Life in the deep, dark ocean is mysterious and beautiful. It's also adapted to survive at pressures hundreds to thousands of times greater than humans can tolerate. Credit: National Geographic

Life in the deep, dark ocean is mysterious and beautiful. It’s also adapted to survive at pressures hundreds to thousands of times greater than humans can tolerate. Credit: National Geographic

As I’ve discussed in previous posts, energy limitation and sometimes temperature are two of the main factors restricting microbial life. However, in the deep ocean, the most unique environmental challenge microbes face may be the sheer weight of water bearing down on them.

Welcome to the piezosphere, defined as the part of the ocean where pressure exceeds 10 megapascals (MPa), a hundred times greater than air pressure at sea level. While the piezosphere may seem remote, it is by no means insignificant. It encompasses roughly 75% of the ocean’s total volume, making it the largest habitat for microbial life on earth.
--------
• **WHAT TO PRODUCE**:
List each factor or challenge for microbial life that the deep-ocean passage names. Answer from the text alone.

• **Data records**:
--------
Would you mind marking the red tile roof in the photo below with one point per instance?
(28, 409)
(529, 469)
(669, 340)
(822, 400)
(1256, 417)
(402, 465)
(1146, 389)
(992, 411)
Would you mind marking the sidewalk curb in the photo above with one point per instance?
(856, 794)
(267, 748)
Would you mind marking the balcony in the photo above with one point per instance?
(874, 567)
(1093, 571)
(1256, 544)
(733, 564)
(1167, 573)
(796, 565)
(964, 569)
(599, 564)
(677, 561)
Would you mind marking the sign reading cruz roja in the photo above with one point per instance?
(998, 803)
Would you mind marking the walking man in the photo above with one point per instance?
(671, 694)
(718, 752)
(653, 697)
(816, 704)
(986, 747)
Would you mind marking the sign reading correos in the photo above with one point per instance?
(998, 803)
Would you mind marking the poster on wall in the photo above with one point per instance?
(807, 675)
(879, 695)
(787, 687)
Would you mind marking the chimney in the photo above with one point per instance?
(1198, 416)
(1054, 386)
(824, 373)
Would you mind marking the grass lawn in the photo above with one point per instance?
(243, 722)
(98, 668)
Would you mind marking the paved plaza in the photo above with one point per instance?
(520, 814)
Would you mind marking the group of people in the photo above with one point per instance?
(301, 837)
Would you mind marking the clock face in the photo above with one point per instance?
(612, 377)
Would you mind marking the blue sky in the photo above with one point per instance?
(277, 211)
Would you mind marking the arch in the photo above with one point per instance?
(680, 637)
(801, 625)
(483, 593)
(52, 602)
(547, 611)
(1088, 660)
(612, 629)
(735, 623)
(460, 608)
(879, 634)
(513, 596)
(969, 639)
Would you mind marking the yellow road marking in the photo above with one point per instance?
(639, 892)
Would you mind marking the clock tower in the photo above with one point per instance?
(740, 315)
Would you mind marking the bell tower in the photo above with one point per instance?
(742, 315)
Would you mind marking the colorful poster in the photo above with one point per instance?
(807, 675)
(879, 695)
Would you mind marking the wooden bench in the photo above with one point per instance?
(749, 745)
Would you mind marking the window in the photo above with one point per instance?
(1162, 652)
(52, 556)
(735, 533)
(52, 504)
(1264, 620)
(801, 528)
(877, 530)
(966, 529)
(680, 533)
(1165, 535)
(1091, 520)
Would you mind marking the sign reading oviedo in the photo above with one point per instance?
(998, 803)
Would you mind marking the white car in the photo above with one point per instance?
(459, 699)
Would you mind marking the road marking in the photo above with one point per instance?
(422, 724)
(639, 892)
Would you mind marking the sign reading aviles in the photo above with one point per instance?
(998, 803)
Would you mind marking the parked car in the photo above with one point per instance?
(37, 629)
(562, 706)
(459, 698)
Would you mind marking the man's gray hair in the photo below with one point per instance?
--------
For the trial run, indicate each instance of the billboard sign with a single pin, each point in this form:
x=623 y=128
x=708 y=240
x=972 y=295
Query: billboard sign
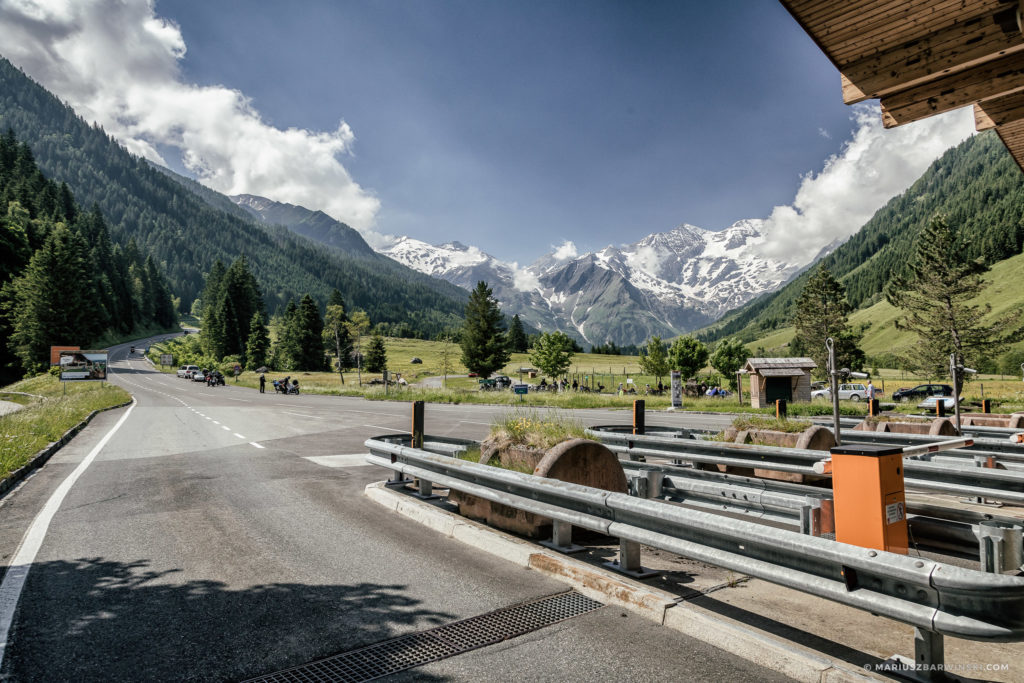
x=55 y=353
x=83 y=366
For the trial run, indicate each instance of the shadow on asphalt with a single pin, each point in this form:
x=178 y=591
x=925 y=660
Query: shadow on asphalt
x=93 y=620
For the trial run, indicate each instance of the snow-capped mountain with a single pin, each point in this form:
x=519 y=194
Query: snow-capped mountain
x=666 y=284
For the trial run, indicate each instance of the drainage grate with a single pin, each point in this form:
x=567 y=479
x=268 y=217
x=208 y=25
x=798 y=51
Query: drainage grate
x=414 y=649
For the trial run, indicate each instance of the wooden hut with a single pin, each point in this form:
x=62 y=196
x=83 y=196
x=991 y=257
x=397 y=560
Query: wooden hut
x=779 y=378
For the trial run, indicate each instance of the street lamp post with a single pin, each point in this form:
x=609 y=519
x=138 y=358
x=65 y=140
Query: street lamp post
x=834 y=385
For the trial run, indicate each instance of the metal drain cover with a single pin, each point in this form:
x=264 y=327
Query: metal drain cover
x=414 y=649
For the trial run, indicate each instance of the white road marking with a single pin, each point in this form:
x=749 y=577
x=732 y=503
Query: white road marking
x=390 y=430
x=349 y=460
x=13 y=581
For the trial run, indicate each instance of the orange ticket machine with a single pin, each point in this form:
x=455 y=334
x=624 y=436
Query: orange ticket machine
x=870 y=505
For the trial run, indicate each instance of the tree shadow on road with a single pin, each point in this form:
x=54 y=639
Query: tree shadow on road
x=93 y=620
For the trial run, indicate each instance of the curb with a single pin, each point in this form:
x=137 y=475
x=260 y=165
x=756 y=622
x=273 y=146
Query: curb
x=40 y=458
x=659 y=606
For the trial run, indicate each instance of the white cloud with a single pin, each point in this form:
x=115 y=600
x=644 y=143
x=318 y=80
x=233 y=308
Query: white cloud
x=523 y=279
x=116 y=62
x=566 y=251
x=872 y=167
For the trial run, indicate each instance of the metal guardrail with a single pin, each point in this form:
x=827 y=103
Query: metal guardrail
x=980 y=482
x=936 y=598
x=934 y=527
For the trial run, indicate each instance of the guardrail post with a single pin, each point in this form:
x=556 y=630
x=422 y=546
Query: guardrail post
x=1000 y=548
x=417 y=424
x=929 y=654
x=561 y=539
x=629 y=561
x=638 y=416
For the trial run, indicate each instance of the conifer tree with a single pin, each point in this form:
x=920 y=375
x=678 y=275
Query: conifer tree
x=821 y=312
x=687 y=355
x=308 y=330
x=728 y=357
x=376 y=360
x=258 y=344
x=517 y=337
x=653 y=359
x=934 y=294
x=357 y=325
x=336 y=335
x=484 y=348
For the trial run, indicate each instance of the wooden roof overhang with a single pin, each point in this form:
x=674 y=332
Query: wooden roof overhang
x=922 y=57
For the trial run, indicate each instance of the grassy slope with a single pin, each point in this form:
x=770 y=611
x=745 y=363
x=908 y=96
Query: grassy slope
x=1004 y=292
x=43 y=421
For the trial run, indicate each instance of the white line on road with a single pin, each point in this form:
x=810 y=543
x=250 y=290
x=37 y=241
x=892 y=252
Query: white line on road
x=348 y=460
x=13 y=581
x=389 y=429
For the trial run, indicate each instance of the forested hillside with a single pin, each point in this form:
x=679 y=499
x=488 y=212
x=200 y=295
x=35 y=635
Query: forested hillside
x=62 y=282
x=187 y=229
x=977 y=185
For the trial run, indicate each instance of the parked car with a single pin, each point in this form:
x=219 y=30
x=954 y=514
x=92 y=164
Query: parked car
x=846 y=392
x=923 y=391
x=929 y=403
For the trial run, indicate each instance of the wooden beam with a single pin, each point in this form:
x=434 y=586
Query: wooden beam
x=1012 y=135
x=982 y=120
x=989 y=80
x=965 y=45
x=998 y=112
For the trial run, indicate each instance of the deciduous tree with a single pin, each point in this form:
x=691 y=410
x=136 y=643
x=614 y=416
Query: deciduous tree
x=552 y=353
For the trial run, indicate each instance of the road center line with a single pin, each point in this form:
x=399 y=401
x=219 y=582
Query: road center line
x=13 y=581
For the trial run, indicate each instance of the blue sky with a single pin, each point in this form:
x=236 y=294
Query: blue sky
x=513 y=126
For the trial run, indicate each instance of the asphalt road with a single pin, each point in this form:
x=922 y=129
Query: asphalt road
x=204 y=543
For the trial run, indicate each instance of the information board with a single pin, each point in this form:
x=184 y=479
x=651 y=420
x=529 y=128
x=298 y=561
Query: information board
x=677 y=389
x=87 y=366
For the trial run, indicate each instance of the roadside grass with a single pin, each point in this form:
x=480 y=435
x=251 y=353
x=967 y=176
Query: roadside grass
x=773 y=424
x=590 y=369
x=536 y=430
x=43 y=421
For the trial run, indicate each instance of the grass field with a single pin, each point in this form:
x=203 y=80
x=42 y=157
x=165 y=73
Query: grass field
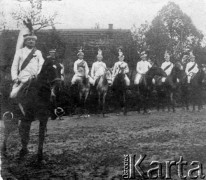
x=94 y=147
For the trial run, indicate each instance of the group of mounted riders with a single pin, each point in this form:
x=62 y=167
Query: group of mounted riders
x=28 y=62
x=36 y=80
--------
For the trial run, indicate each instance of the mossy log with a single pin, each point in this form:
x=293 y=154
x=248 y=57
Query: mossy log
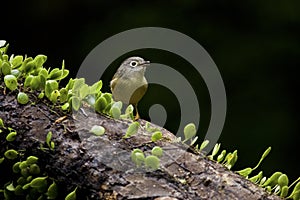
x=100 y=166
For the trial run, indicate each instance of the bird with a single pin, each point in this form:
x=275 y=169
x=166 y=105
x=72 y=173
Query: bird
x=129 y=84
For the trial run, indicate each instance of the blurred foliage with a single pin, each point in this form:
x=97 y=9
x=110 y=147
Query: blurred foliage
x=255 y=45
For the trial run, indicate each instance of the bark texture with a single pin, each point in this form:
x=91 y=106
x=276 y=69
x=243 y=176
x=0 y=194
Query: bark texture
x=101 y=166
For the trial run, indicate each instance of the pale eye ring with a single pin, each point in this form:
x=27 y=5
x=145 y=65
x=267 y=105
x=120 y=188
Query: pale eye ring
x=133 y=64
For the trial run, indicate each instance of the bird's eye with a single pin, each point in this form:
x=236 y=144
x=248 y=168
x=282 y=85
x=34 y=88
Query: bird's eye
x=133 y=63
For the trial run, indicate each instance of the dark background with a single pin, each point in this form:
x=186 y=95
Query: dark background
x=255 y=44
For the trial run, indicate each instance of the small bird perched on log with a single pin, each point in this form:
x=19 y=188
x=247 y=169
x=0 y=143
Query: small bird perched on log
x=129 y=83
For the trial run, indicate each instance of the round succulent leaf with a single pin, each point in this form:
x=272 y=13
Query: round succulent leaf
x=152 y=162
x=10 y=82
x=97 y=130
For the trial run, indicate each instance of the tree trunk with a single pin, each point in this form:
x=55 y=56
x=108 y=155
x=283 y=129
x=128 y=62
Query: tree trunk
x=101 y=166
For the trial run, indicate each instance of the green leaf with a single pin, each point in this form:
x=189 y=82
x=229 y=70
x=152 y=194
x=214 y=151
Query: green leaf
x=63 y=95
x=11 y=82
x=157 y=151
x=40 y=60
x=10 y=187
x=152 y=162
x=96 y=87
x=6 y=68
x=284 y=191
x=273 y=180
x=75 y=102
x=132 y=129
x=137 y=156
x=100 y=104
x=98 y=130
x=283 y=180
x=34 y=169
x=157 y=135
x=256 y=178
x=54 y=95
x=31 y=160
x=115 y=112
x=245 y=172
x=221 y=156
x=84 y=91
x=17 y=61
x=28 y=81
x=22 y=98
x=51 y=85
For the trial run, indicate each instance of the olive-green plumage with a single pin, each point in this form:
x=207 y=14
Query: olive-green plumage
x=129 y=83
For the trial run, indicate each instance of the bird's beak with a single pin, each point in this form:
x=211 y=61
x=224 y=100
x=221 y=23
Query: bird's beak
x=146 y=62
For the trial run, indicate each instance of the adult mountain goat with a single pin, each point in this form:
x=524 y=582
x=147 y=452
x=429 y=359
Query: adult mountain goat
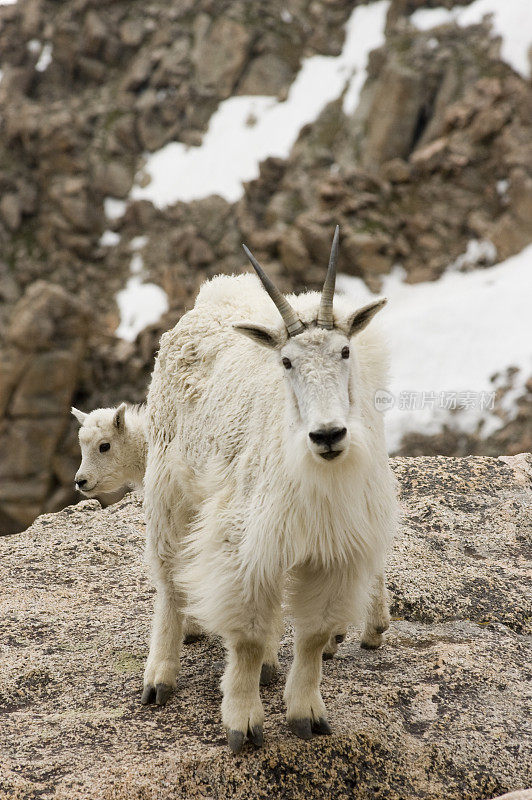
--------
• **ANSWER BELOW**:
- Energy limitation
- Temperature
- The sheer weight of water bearing down on them (pressure)